**Quoted text:**
▼

Less than a block east of the Plaza is the IAIA Museum of Contemporary Native Arts, the only museum of its kind in the country. And when you’re done there you should check out the nearby Cathedral Basilica of St. Francis of Assisi, a monumental cathedral that’s been featured in a handful of films and is some 135 years old.
The heart of Santa Fe’s art scene is situated along Canyon Road, an easy walk southeast of the cathedral. The narrow, winding street is home to over 100 different art galleries, mostly situated right next door to each other. Wander in and out of those with works that interest you, be they traditional Western art, abstract contemporary, or anything in between.
Tip: If trying to visit 100+ art galleries sounds overwhelming, seek out the Santa Fe Art Tour, where a guide will take you on a curated, best-of tour of Canyon Road.
With four museums and the Santa Fe Botanical Garden, Museum Hill should comprise an entire day’s itinerary (or more). Between the Museum of Spanish Colonial Art, the Museum of International Folk Art, the Wheelwright Museum of the American Indian, and the Museum of Indian Arts & Culture, there are hundreds of thousands of artifacts to connect you to the city’s Indigenous history. The museums usually open around 10am — get there early to make a day of it.

▲

Detection annotation records:

▼

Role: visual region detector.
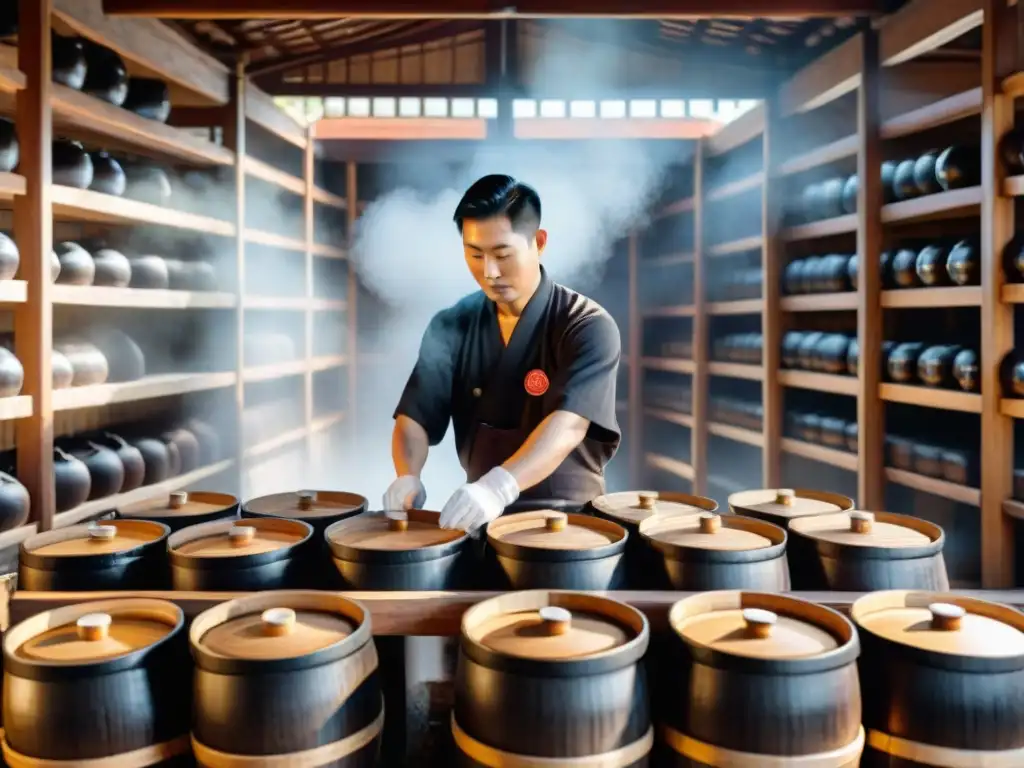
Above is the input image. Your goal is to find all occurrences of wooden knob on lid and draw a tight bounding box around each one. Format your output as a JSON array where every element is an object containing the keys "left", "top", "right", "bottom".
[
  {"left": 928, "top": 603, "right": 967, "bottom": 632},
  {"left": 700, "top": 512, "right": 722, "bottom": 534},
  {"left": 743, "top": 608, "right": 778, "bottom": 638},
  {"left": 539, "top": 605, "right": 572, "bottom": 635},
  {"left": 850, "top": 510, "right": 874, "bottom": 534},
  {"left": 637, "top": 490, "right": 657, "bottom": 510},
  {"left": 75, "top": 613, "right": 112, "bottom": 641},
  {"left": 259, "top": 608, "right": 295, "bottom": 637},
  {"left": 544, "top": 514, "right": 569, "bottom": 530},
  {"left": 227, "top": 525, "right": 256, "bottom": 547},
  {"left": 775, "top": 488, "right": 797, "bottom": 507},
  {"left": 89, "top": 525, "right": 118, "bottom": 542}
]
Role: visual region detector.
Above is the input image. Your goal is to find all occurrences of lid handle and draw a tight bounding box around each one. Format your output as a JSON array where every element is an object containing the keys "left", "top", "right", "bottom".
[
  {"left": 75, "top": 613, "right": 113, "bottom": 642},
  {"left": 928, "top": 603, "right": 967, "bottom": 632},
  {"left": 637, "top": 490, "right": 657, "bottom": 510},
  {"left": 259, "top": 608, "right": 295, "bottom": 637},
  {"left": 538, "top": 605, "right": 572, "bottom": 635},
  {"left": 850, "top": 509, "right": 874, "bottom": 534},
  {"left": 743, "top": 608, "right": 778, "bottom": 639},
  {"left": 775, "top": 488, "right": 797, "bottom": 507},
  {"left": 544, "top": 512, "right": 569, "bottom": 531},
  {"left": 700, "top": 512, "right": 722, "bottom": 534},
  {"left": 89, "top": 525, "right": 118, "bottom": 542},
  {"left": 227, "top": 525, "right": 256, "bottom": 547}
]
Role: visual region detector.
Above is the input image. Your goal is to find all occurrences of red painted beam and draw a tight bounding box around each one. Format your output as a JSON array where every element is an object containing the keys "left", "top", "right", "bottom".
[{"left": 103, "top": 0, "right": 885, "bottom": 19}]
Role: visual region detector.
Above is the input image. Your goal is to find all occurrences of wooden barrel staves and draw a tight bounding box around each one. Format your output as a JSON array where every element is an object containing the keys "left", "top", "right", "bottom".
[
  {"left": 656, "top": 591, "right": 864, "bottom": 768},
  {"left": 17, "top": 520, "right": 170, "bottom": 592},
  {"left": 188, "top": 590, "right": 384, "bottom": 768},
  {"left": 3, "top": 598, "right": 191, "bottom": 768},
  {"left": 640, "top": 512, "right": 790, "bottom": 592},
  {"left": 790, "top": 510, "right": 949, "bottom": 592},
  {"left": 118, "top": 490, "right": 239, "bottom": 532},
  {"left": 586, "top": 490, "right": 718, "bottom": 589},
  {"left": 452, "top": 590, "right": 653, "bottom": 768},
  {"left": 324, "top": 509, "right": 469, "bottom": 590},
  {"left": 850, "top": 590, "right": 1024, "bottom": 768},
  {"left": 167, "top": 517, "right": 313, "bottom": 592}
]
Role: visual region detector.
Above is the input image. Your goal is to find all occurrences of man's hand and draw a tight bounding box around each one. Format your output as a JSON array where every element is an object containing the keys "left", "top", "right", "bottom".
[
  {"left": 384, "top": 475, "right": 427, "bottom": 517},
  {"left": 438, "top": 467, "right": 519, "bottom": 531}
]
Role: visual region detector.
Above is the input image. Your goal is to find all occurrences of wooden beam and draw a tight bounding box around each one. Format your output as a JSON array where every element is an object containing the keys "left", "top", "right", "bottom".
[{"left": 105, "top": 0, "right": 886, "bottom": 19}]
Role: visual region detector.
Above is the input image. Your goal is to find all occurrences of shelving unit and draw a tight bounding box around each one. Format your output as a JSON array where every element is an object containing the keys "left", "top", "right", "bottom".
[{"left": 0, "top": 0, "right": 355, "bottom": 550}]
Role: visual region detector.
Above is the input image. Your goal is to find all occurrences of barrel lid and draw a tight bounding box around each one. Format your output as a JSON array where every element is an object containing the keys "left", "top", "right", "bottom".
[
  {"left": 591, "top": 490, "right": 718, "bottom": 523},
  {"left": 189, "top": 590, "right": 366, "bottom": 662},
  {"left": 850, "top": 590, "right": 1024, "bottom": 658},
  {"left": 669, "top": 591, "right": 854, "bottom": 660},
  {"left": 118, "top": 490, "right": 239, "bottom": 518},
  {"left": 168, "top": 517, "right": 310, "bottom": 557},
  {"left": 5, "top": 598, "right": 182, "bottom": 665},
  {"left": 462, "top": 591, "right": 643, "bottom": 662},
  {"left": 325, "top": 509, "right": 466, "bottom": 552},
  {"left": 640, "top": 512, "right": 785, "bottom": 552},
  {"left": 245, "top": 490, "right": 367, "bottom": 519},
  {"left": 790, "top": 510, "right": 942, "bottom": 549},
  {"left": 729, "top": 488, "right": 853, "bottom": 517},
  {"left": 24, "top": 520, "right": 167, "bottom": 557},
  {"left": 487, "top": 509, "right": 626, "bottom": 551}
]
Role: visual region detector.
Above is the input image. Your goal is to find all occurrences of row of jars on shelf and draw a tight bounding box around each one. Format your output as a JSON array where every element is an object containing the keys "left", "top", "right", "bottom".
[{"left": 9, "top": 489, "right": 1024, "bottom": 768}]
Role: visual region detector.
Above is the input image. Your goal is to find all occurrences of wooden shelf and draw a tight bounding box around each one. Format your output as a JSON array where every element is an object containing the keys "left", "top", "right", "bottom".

▲

**Work instructions:**
1. Answer these questions using the text about Santa Fe:
(a) How many art galleries does Canyon Road hold?
(b) About how old is the Cathedral Basilica of St. Francis of Assisi?
(c) Around what time do the museums on Museum Hill usually open?
2. Write the next part of the text about Santa Fe, starting after its final sentence.
The entries are separate material, apart from the text about Santa Fe.

**Answers given:**
1.
(a) Over 100.
(b) Some 135 years old.
(c) Around 10am.

2.
Tip: The free Santa Fe Pickup Shuttle runs from the Plaza to Museum Hill (and back), giving you extra change to spend in the Museum Hill Cafe — there are great views from the patio.
If you happen to be in Santa Fe around Labor Day, you must go to the Burning of Zozobra. Started in the 1920s, the popular city event celebrates the burning of a 50-foot-tall groaning puppet (Zozobra) and the kicking off of the Fiestas de Santa Fe. The entire town gathers to watch the burning of Old Man Gloom, and perhaps no single itinerary item is more uniquely Santa Fe.
Itinerary #3: Shopping spree
Photo: Tourism Santa Fe
Just as Santa Fe has all manner of foods to sample and art to experience, the city offers tons of options for those looking for the perfect souvenir. You won’t need much help to find the turquoise piece or cowboy belt buckle of your dreams, but those aren’t the only keepsakes available. Like many attractions in Santa Fe, most shops are located downtown and around the Plaza, but you’ll also be rewarded for venturing further afield.
No matter where you go or what you do, it’s hard to pass up the opportunity to purchase some stunning Santa Fe jewelry. Malouf on the Plaza works with local and Native American artists — by shopping here, you’re supporting the local economy and getting some cool (read: 100% legit) pieces in the process. The store also sells weavings and clothing.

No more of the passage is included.